■ **What is required**
How many lines in the rows below contain the string "mountain", with case counting? Reply with the number alone.

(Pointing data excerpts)
## BEGIN

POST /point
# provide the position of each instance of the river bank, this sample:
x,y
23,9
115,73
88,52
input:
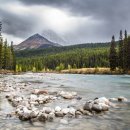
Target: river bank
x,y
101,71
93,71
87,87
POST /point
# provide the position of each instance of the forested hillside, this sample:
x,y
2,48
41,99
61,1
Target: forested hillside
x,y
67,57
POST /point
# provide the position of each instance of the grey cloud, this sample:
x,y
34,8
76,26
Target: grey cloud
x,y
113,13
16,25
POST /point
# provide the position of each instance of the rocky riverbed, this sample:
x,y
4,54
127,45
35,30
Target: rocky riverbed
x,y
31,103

## END
## BEGIN

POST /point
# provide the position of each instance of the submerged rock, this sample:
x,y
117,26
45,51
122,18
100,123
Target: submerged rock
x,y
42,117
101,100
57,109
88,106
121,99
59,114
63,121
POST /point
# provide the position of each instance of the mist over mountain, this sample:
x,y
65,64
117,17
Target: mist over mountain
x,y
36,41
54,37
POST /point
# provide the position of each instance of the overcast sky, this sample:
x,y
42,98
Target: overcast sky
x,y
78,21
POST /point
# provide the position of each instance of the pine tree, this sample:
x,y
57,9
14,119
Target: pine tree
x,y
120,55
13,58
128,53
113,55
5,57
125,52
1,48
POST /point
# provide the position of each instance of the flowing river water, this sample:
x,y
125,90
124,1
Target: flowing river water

## END

■ **Written answer**
2